-------- Provided entries

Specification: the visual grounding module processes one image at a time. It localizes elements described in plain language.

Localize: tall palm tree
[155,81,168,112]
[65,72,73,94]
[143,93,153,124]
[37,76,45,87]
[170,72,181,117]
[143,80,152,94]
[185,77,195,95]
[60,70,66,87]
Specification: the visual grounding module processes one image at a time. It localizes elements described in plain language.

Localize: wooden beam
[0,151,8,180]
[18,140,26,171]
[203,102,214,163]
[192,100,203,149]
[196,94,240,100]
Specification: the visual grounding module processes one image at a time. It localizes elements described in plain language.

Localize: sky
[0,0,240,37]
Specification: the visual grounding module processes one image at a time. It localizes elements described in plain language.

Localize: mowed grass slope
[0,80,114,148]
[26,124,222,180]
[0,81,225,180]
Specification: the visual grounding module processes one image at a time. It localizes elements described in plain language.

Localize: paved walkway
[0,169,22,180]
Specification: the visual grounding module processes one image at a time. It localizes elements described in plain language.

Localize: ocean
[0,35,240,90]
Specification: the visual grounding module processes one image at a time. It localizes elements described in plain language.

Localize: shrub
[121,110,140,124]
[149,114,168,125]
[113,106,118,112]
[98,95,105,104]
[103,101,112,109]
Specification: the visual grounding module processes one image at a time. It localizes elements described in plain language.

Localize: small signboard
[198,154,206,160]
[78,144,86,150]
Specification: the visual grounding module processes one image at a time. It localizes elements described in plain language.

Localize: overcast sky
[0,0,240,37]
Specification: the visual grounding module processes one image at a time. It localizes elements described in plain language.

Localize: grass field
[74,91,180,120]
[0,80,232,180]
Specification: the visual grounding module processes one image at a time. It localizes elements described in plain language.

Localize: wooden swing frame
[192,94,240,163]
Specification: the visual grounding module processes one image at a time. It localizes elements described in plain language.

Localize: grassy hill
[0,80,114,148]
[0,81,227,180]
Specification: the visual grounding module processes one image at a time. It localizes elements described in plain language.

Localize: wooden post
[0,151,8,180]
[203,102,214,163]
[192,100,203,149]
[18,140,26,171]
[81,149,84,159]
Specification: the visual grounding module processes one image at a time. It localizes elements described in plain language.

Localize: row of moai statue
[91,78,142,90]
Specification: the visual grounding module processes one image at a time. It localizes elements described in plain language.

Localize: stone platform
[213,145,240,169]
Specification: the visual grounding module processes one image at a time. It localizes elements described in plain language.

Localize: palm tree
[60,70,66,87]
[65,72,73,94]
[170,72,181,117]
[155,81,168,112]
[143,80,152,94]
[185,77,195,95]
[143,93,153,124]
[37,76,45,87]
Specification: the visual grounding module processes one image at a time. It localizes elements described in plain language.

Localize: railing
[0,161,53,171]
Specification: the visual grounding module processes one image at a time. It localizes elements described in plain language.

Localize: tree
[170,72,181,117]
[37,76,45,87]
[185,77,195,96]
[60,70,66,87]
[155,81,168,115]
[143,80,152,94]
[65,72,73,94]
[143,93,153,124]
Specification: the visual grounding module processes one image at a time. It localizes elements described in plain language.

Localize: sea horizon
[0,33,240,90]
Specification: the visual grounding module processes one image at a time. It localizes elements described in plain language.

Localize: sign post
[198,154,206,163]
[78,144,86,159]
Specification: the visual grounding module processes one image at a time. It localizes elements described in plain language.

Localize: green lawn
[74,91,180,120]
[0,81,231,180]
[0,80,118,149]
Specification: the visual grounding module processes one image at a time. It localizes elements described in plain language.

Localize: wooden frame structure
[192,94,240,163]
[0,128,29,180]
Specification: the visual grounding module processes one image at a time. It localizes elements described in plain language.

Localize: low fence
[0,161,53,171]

----------------

What is expected: State how many lines of the data above contain the string "frame", counting case-sensitively. Give only the number.

Result: 2